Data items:
[Start of Attachment]
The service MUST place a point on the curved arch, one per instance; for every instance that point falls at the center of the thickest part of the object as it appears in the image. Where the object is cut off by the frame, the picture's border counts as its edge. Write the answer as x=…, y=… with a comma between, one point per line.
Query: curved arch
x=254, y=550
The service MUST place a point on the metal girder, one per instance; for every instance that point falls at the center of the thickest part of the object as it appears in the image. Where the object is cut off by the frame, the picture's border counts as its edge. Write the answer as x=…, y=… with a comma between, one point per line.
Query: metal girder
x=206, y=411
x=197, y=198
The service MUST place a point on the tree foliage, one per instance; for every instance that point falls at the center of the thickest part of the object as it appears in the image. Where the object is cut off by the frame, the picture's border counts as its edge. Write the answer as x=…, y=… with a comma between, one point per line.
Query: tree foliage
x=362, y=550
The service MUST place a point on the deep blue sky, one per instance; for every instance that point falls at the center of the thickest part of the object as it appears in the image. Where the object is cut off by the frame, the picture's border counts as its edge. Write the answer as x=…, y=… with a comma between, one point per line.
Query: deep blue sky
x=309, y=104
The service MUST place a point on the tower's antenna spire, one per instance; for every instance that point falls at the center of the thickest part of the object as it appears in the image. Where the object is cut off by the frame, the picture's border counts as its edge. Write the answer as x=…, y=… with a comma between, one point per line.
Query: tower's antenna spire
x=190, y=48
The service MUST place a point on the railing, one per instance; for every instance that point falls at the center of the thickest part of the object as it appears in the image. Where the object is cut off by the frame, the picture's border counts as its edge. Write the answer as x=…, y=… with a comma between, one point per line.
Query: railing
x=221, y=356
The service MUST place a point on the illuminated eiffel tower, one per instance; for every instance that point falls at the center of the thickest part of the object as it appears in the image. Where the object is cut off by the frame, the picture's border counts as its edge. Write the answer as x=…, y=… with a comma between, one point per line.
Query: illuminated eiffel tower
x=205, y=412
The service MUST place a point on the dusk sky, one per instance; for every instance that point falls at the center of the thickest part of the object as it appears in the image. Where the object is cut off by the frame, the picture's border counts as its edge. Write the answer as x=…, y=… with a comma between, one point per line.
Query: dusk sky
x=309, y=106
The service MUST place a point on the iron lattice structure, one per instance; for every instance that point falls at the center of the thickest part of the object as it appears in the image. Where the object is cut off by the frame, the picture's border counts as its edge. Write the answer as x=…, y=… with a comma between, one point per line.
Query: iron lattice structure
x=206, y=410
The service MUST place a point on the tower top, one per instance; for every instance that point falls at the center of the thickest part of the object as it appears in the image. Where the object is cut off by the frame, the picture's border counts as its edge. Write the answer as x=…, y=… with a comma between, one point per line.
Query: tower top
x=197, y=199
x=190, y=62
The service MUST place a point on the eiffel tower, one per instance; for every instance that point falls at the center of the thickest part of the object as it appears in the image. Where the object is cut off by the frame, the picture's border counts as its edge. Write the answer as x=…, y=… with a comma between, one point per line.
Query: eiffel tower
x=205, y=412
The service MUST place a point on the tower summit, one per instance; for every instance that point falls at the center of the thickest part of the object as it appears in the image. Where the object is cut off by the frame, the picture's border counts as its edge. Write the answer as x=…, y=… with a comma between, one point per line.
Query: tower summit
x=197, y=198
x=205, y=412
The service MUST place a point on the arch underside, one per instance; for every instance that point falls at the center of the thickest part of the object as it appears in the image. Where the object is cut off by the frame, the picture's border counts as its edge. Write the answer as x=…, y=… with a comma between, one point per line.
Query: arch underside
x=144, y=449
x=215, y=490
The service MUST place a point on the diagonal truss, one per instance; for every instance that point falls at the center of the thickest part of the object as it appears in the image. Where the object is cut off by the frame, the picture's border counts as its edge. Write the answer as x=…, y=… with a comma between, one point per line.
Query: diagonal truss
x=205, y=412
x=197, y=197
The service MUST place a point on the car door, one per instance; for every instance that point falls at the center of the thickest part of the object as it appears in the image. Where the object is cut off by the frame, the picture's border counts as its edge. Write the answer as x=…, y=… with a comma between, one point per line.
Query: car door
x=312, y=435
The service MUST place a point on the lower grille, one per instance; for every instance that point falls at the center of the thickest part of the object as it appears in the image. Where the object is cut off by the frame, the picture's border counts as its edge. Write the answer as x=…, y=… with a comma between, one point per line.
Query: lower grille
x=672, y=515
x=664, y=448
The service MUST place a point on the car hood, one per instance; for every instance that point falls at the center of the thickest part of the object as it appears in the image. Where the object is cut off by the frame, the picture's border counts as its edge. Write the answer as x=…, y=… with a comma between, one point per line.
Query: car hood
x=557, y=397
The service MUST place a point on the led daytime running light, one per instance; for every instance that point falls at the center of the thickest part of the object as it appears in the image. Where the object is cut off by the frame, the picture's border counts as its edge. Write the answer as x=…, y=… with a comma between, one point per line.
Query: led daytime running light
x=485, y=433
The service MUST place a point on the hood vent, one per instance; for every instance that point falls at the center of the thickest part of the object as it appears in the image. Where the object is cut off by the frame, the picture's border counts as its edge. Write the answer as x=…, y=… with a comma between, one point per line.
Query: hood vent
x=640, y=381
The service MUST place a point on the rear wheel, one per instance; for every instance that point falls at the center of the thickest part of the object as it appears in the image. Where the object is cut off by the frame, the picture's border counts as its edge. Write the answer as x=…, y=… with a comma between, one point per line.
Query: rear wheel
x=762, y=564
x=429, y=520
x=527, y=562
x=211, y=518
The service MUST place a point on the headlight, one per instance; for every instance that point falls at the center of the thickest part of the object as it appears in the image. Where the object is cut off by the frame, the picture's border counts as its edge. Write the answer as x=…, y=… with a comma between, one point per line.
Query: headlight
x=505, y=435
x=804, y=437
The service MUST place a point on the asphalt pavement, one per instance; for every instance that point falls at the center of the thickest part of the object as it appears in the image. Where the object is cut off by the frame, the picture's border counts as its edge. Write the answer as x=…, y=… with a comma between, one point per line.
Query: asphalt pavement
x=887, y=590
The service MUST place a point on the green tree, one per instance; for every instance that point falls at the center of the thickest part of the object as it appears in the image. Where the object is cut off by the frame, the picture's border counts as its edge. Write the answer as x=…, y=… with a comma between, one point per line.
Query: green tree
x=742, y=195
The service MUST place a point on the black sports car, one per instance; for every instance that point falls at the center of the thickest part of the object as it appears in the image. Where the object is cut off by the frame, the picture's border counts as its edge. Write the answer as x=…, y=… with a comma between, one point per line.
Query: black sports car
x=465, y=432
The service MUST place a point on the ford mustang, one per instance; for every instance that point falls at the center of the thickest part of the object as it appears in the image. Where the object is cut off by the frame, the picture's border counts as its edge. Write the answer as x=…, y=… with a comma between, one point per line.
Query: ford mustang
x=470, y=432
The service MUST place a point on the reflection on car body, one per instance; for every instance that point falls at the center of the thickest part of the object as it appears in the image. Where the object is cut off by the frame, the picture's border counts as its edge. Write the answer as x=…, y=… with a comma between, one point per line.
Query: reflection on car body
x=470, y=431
[End of Attachment]
Task goal: Type out the entries exactly as they appear above.

Task response:
The service MUST place a point on the curved arch, one per instance; for every instance that point falls at the center of the thickest part of the object as it appears in the image. Where the object is cut off by the frame, the picture's border counts as its edge. Write the answer as x=…, y=… with a comma between, one point per line.
Query: curved arch
x=254, y=550
The service MUST place a point on the metal girder, one per instance; for every instance that point falls at the center of the thickest part of the object as it appears in the image. Where the object is cut off by the frame, the picture's border counts as its edge. Write the answer as x=…, y=… with a comma between, one point per line.
Query: metal girder
x=206, y=411
x=197, y=198
The service MUST place a point on the tree foliage, one per instance; for every instance that point falls at the center of the thickest part of the object as it appears in the image. Where the object is cut off by the frame, the picture's border counts as its edge. Write the answer as x=…, y=… with a comma between, one point per line.
Query: tree foliage
x=362, y=550
The service MUST place a point on the deep blue sky, one per instance; for every instance that point falls at the center of the thickest part of the object as it appears in the image. Where the object is cut off by the frame, the picture's border counts as its edge. Write the answer as x=…, y=… with a comma between, one point per line.
Query: deep blue sky
x=309, y=104
The service MUST place a point on the tower's antenna spire, one per instance; for every instance that point falls at the center of the thickest part of the object as it appears in the image. Where the object is cut off by the frame, the picture's border counts as its edge. Write the answer as x=…, y=… with a comma between, one point per line.
Query: tower's antenna spire
x=190, y=48
The service MUST place a point on the railing, one per instance; for every instance that point falls at the center of the thickest part of the object as it appears in the image. Where the object is cut off by the frame, the picture's border counts as its edge. Write the answer as x=…, y=… with a comma between, one point per line.
Query: railing
x=221, y=356
The service MUST place a point on the illuminated eiffel tower, one per instance; for every instance that point falls at the center of the thickest part of the object as it appears in the image. Where the object is cut off by the frame, the picture's border counts as its edge. Write the answer as x=…, y=… with a comma between, one point per line.
Query: illuminated eiffel tower
x=205, y=412
The service MUST place a point on the dusk sky, one per instance; for every instance that point falls at the center of the thickest part of the object as it appears in the image. Where the object is cut off by the frame, the picture's border counts as its edge. Write the answer as x=…, y=… with a comma between, one point per line.
Query: dusk sky
x=309, y=106
The service MUST place a point on the iron lattice structure, one per instance; for every instance that point falls at the center of the thickest part of the object as it appears in the image. Where the object is cut off by the frame, the picture's border counts as its edge. Write the answer as x=…, y=… with a comma between, one point per line.
Query: iron lattice structure
x=206, y=410
The service MUST place a point on the tower top, one per instance; for every instance that point falls at the center of the thickest part of the object as it appears in the image. Where the object is cut off by the frame, the picture's border counts as its edge. Write the answer as x=…, y=… with a comma between, one point per line.
Query: tower top
x=197, y=199
x=190, y=62
The service MUST place a point on the eiffel tower, one per instance; for every instance that point falls at the center of the thickest part of the object as it appears in the image. Where the object is cut off by the frame, the picture's border counts as its edge. Write the answer as x=…, y=… with a comma between, one point per line.
Query: eiffel tower
x=205, y=412
The service MUST place a point on the tower summit, one per instance; for every instance that point falls at the center of the thickest part of the object as it appears in the image. Where the object is cut off by the frame, the picture's border counts as its edge. Write the answer as x=…, y=… with a comma between, one point per line.
Query: tower summit
x=197, y=198
x=205, y=412
The service MUST place a point on the arch underside, one per instance; for every instance that point falls at the center of the thickest part of the object as it appears in the image. Where the object is cut off by the frame, the picture's border counts as its edge. Write the answer as x=…, y=… with a comma between, one point per line.
Query: arch underside
x=144, y=449
x=215, y=490
The service MUST place a point on the diagonal truss, one per instance; for every instance that point falls at the center of the thickest part of the object as it appears in the image. Where the object is cut off by the frame, the picture's border counts as its edge. Write the answer as x=…, y=… with a comma between, one point per line.
Query: diagonal truss
x=205, y=412
x=197, y=197
The service MUST place a point on the car door, one per instance; for every instance that point falls at the center of the thickest part of the object as it appears in the image. Where the object is cut off by the frame, the picture's border counts as its edge. Write the answer as x=…, y=… with a comma between, one point per line.
Query: car door
x=312, y=435
The service MUST place a point on the lower grille, one per instance; for every instance that point falls at the center of the thickest part of the object as it appears in the image. Where the object is cut off by the frame, the picture's border counts as its edge. Write the answer as x=…, y=… with a comma between, one point per line.
Query: lower grille
x=672, y=515
x=664, y=448
The service MUST place a point on the car hood, one per instance; for every instance that point falls at the center of the thickest part of the object as it appears in the image. Where the object is cut off by the frame, the picture's border counts as its edge. Write the answer as x=…, y=… with a comma between, one point per line.
Query: car hood
x=557, y=397
The service MUST place a point on the led daytime running light, one per instance; for every instance that point falls at the center of the thickest part of the object as it appears in the image. Where the object is cut off by the frame, the picture's border counts as its edge. Write the answer as x=…, y=… with a comma between, one point per line.
Query: led daytime running light
x=485, y=433
The service MUST place a point on the hood vent, one per instance; for every instance that point falls at the center of the thickest part of the object as it appears in the image. Where the object is cut off by the frame, the picture's border counts as its edge. Write the answer as x=…, y=… with a comma between, one point per line.
Query: hood vent
x=640, y=381
The service MUST place a point on the rear wheel, one per instance; for every instance that point falls at the center of the thickest part of the object as it appears in the image. Where the object is cut off by the frame, the picture's border counts as its edge. Write the answer as x=…, y=… with a comma between, one point per line.
Query: rear wheel
x=762, y=564
x=429, y=520
x=527, y=562
x=211, y=518
The service MUST place a point on the headlight, one per instance; for every instance that point falls at the center of the thickest part of the object as it appears in the image. Where the object is cut off by the frame, the picture's border counts as its edge. Write the answer as x=…, y=… with a comma between, one point per line.
Query: headlight
x=505, y=435
x=804, y=437
The service MUST place a point on the asphalt pavement, one per instance; for every instance that point falls at the center of the thickest part of the object as it appears in the image. Where the object is cut off by the frame, the picture's border counts as its edge. Write the answer as x=…, y=… with a comma between, one point per line.
Query: asphalt pavement
x=887, y=590
The service MUST place a point on the green tree, one per instance; for every instance that point falls at the center of the thickest part of the object as it appears in the image. Where the object is cut off by the frame, the picture's border counts as its edge. Write the answer as x=…, y=… with a comma between, one point per line.
Query: green tree
x=742, y=195
The service MUST place a point on the black sports car, one per instance; for every instance that point falls at the center of the thickest part of the object as it appears in the image. Where the object is cut off by the frame, the picture's border counts as its edge. Write the answer as x=…, y=… with a comma between, one point per line.
Query: black sports car
x=465, y=432
The service MUST place a point on the ford mustang, one per instance; for every instance that point falls at the center of the thickest part of the object as it appears in the image. Where the object is cut off by the frame, the picture's border counts as its edge. Write the answer as x=…, y=… with a comma between, one point per line.
Query: ford mustang
x=470, y=432
The service MUST place a point on the reflection on car body, one per instance; for every instance that point falls at the center of the thickest part of the object as it appears in the image. Where the object is cut off by the frame, the picture's border counts as its edge. Write the answer as x=…, y=… with a comma between, one point per line.
Query: reflection on car body
x=470, y=431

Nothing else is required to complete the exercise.